(Rows from a dataset for labeling boxes)
────────────────

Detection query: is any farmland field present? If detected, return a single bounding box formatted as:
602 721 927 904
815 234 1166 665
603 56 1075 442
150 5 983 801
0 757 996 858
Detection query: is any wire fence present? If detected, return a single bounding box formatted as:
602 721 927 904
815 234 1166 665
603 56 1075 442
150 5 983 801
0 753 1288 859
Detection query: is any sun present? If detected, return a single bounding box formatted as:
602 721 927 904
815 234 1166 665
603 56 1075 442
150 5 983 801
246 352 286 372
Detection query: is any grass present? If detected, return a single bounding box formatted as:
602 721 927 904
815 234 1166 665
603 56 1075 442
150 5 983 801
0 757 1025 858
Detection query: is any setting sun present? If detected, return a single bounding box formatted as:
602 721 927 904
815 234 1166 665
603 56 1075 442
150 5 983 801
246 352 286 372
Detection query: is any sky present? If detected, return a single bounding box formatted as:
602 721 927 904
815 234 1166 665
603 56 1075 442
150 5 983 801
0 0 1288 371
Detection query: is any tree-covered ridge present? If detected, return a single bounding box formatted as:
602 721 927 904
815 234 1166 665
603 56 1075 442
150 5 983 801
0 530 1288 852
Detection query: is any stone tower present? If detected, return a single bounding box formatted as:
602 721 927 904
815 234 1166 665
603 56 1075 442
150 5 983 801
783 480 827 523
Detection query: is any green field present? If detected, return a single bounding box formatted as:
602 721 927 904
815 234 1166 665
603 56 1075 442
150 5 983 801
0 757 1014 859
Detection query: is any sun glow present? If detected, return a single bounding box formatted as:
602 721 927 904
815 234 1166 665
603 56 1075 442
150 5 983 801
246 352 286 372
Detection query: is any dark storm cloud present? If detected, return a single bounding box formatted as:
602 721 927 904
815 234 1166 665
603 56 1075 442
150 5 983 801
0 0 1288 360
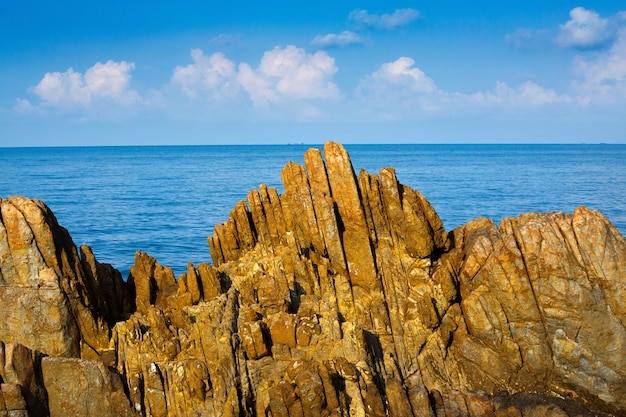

────────────────

__Task__. Copy every one of the records above word for word, and leave the pictures out.

__Finished answer__.
Detection query: is any farmland field present? If detected, return a single bounding box formatted as:
602 721 927 904
815 234 1166 665
603 56 1075 442
150 5 983 801
0 757 996 858
Detection query: is any wire fence present? If detected, return a single bounding box formatted as:
602 721 927 904
815 234 1166 665
603 56 1075 442
150 5 983 801
0 753 1288 859
Detection query: is any sun present? If detected, return a single bounding box formatted as:
602 721 927 904
815 234 1166 665
603 56 1075 442
150 5 983 801
246 352 286 372
Detection query: is any grass present? If detected, return a single bounding box formatted as:
602 721 927 904
815 234 1166 665
603 56 1075 442
150 5 983 801
0 757 1025 858
Detection query: is any setting sun present? If detected, return a single bounding box formatted as:
602 721 927 904
815 234 1166 665
603 56 1075 442
150 5 983 801
246 352 286 372
Detection query: is any sky present? If detected, return a single bounding box formatted as:
602 721 927 904
815 234 1166 665
603 56 1075 442
150 5 983 801
0 0 1288 371
Detection query: is any tree-covered ridge present? If detected, return a single bounding box formatted as:
602 721 927 904
815 234 1166 665
603 56 1075 442
150 5 983 801
0 530 1288 852
Detection query: is any stone tower present? If detected, return a single bounding box formatted as:
602 721 927 904
815 234 1166 665
603 56 1075 442
150 5 983 801
783 480 827 523
Detection query: is any green field present? If detected, return a single bounding box formatted as:
602 721 927 904
815 234 1166 665
603 56 1075 442
150 5 983 801
0 757 1014 859
Detection query: is any sun glow present? If detected, return a single bounding box formatted as:
602 721 927 904
815 234 1166 665
603 56 1075 442
150 5 983 801
246 352 286 372
Detection query: is any dark storm cloud present? If detected, return a single bounding box formatted as:
602 721 927 904
815 234 1166 665
603 56 1075 442
150 5 983 801
0 0 1288 360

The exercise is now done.